[Entries on locating named things]
------------------------------------

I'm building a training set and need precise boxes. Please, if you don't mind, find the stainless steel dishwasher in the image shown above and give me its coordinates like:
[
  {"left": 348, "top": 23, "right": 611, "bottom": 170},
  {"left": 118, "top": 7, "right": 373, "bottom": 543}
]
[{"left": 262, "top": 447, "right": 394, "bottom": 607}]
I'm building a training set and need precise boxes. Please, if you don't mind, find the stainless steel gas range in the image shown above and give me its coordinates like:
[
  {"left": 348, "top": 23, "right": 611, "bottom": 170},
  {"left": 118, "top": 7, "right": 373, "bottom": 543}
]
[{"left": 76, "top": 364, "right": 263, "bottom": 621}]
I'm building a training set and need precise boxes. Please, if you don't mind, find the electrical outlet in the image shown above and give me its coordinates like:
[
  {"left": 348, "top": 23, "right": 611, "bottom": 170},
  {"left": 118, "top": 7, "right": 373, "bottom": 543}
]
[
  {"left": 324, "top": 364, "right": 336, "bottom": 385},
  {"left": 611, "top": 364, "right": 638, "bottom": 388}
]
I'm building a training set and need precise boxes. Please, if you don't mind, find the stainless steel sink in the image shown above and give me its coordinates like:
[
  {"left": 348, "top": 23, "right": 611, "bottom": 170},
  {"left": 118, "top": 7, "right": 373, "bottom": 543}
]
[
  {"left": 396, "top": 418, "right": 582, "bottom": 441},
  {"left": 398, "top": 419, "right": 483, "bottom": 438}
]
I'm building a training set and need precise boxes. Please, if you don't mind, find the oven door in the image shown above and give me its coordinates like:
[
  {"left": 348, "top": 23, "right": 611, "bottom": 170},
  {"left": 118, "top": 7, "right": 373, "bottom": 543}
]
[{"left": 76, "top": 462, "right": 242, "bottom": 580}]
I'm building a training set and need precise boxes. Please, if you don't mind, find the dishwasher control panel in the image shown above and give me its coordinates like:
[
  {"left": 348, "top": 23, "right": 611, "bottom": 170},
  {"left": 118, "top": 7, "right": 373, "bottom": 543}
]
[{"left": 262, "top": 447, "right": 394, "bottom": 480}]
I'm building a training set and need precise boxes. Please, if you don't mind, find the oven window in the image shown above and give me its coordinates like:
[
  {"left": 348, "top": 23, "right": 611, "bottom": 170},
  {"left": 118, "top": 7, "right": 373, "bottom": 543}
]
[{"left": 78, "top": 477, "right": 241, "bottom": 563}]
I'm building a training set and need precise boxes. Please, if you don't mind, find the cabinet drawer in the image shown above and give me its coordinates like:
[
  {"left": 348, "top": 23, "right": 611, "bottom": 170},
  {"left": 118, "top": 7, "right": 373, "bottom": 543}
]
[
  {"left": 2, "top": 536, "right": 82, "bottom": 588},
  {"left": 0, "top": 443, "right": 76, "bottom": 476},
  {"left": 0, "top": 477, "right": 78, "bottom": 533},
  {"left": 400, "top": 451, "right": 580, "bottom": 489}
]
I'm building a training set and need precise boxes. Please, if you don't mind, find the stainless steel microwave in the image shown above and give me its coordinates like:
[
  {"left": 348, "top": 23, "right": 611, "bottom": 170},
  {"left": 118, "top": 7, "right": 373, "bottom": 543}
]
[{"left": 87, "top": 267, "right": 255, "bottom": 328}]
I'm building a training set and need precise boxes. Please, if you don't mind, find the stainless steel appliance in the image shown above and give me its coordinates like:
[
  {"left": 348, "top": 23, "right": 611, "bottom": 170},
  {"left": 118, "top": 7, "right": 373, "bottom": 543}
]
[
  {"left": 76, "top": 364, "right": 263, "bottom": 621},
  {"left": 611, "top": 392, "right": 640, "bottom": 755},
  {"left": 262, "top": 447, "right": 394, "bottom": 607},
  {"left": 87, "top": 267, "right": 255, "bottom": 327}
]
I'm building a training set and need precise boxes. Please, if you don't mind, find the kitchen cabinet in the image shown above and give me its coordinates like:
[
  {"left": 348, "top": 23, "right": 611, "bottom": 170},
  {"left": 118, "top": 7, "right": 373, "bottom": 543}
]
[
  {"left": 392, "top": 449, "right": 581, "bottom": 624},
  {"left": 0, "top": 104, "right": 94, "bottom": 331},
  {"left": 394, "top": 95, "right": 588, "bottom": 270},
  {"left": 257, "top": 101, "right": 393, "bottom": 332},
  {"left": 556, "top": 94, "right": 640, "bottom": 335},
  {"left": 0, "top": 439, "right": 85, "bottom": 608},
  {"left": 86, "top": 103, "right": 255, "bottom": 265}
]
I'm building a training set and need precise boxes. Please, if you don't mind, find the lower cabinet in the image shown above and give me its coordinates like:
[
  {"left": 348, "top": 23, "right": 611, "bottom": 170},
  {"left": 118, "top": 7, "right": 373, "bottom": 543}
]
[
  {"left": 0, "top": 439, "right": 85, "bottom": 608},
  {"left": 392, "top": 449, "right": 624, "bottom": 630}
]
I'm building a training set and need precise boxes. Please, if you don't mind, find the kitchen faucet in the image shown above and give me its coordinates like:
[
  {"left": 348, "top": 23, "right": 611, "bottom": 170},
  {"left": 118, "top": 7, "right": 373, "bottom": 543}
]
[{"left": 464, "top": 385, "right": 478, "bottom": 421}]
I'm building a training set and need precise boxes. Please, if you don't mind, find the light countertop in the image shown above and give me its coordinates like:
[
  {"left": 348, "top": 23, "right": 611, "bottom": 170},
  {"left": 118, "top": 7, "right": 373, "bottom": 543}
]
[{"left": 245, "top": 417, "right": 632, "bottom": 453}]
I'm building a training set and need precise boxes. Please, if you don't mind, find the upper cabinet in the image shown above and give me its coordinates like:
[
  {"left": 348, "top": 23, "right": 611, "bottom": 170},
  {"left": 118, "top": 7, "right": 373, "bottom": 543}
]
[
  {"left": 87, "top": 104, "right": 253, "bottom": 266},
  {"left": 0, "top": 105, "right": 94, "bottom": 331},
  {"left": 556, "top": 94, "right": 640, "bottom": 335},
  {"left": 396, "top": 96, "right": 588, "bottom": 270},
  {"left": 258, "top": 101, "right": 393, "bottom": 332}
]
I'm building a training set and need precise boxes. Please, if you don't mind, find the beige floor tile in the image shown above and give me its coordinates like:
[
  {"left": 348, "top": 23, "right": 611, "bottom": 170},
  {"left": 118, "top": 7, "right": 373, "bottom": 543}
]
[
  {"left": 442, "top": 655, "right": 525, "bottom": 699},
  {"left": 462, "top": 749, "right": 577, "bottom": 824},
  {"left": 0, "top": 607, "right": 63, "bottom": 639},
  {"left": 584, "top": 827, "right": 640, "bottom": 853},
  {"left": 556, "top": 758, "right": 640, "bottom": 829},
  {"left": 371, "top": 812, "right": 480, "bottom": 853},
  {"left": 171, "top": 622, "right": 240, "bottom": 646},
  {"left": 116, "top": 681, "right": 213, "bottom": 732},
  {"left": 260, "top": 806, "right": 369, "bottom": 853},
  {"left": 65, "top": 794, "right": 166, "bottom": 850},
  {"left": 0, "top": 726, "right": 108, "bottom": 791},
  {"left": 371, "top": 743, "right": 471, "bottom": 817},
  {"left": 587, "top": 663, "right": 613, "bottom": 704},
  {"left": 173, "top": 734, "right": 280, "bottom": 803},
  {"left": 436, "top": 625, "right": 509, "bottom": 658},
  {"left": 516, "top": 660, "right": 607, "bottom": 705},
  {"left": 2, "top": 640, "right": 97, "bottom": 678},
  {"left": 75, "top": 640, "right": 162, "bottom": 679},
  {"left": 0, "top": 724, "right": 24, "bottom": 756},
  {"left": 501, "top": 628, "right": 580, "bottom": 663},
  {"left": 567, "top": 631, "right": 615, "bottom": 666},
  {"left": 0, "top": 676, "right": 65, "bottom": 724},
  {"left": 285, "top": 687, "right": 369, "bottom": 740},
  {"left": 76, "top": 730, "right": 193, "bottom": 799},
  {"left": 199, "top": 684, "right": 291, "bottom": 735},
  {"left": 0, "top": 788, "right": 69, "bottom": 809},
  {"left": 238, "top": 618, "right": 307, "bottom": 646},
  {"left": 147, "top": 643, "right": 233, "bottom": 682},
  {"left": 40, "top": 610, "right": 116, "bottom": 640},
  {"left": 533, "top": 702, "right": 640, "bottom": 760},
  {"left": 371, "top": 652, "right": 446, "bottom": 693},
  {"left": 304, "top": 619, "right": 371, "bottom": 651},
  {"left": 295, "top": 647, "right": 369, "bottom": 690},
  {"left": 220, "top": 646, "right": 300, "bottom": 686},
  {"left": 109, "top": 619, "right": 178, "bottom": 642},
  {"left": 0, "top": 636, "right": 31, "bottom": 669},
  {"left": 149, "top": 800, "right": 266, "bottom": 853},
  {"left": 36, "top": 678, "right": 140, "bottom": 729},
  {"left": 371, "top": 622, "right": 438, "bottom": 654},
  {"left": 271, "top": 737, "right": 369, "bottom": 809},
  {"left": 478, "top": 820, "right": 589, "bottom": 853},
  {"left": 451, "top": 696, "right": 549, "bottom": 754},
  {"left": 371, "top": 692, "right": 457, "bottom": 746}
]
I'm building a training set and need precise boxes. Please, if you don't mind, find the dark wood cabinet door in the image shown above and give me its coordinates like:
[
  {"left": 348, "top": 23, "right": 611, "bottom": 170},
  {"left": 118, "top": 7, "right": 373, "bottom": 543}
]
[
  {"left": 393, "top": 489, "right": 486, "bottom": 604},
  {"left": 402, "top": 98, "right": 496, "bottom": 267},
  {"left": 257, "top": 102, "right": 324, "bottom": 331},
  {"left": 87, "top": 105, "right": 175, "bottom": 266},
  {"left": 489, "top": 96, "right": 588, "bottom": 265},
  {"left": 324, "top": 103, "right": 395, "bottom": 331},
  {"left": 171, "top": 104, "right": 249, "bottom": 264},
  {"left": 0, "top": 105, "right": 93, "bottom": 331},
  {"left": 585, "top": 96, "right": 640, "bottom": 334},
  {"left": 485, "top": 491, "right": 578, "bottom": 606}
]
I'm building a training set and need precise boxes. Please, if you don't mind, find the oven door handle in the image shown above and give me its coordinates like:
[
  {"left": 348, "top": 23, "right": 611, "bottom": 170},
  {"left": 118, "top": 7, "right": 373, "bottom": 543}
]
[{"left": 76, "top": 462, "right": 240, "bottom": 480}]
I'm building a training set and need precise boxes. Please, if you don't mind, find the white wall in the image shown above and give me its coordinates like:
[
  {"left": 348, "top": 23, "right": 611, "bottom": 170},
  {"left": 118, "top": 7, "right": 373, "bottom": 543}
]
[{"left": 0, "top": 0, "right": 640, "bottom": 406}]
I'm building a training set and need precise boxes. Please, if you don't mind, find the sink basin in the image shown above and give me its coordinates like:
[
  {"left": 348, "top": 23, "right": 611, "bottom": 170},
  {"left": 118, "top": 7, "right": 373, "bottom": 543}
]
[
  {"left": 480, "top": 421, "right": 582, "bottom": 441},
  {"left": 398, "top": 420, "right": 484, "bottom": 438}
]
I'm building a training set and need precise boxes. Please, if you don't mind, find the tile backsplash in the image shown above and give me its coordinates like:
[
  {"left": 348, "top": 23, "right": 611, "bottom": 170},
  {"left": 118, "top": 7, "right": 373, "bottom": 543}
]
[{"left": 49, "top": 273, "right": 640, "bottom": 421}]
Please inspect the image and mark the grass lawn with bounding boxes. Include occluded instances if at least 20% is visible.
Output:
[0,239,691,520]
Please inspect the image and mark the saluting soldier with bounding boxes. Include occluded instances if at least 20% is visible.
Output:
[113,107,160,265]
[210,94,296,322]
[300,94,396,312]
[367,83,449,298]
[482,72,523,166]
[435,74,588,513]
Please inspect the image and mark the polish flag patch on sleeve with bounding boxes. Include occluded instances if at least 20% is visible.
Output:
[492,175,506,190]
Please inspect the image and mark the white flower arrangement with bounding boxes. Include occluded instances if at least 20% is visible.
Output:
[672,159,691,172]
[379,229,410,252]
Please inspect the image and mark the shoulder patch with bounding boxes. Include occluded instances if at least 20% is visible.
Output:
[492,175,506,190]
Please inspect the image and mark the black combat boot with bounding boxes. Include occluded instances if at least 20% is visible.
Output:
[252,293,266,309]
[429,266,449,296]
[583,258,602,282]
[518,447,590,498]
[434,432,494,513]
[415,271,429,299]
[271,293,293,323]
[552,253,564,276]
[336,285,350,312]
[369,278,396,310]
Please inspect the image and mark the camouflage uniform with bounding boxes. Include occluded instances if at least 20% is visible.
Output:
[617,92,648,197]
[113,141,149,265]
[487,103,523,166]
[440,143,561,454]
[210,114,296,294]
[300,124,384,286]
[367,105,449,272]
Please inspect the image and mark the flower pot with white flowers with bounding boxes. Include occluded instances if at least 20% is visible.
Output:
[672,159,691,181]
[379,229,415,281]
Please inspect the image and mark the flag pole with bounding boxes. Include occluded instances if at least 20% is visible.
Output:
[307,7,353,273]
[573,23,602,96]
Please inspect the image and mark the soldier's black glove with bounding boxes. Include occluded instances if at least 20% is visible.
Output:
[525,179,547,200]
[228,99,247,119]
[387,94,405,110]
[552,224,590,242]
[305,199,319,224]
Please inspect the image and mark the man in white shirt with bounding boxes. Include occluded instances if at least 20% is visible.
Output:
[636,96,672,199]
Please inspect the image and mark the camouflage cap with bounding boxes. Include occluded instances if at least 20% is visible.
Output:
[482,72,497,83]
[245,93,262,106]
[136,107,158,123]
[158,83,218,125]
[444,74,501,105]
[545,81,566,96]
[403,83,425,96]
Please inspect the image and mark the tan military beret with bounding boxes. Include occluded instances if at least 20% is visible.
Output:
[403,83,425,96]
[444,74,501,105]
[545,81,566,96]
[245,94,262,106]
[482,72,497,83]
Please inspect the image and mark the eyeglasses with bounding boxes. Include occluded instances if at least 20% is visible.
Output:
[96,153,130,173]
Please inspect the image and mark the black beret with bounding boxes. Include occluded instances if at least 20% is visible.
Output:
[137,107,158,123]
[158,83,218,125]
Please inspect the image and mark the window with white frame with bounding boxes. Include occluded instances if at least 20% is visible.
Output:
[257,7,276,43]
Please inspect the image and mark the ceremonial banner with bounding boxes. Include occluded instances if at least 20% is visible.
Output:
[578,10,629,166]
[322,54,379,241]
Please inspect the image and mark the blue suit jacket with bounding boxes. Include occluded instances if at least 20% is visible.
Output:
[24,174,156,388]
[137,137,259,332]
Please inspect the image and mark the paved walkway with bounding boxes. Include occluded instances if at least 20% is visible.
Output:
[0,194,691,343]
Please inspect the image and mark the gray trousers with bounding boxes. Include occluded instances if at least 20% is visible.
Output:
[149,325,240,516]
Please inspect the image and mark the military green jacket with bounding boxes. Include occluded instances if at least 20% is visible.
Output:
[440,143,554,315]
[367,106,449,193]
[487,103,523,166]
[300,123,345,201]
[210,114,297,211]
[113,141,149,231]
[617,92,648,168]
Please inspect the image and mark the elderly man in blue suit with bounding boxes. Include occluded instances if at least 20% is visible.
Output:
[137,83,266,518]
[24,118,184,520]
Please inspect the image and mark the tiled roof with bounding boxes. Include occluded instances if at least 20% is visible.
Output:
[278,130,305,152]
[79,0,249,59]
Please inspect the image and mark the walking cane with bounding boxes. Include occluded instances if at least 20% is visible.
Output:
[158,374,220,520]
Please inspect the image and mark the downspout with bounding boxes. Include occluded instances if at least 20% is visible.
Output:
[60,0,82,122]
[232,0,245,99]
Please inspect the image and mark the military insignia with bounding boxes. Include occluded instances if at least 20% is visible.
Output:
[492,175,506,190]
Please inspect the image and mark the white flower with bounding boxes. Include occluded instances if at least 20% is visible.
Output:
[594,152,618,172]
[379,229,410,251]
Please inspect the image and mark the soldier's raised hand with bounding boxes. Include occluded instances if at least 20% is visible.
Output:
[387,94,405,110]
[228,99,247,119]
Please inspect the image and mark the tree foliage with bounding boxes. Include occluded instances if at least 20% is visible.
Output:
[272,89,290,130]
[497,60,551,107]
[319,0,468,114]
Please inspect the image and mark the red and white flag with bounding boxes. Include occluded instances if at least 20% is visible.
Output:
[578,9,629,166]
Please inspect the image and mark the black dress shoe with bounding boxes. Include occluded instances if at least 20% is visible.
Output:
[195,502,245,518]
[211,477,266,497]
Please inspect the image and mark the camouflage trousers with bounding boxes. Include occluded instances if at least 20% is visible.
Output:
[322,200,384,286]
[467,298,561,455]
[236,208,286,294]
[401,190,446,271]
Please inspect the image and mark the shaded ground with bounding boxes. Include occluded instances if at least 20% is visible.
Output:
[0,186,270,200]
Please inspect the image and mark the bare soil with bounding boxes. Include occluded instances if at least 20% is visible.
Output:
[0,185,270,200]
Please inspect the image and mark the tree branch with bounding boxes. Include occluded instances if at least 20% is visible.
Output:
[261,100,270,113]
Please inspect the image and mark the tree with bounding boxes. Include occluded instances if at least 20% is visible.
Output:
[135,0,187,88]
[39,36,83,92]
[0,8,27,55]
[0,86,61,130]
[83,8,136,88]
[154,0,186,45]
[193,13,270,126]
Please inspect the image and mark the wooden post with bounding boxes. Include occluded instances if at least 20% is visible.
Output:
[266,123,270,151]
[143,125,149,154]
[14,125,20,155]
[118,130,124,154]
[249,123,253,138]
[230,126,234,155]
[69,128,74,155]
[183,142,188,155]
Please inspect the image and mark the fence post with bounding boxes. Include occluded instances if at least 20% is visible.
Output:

------------------------------------

What this task involves:
Could you recast the material as a Markdown table with columns "Number" and "Content", starting at the line that contains "Please inspect the image and mark the walking" and ending at the line that contains "[379,229,410,251]", both included? Leave out blank lines and give only those lines.

Worked answer:
| Number | Content |
|---|---|
| 1 | Please inspect the image and mark the walking cane with bounding boxes. Include occluded instances if at least 20% is visible. |
| 2 | Output: |
| 3 | [158,374,220,520] |
| 4 | Please inspect the image and mark the downspout with bounding boxes. Include occluded instances if at least 20% is visible. |
| 5 | Output: |
| 6 | [60,0,82,122] |
| 7 | [232,0,245,99] |
| 8 | Please inspect the image and mark the military insignia with bounding boxes. Include occluded instances if at least 20% is visible. |
| 9 | Output: |
| 10 | [492,175,506,190] |
| 11 | Please inspect the image and mark the white flower with bounding boxes. Include occluded instances if at least 20% is visible. |
| 12 | Output: |
| 13 | [594,152,618,172] |
| 14 | [379,229,410,251] |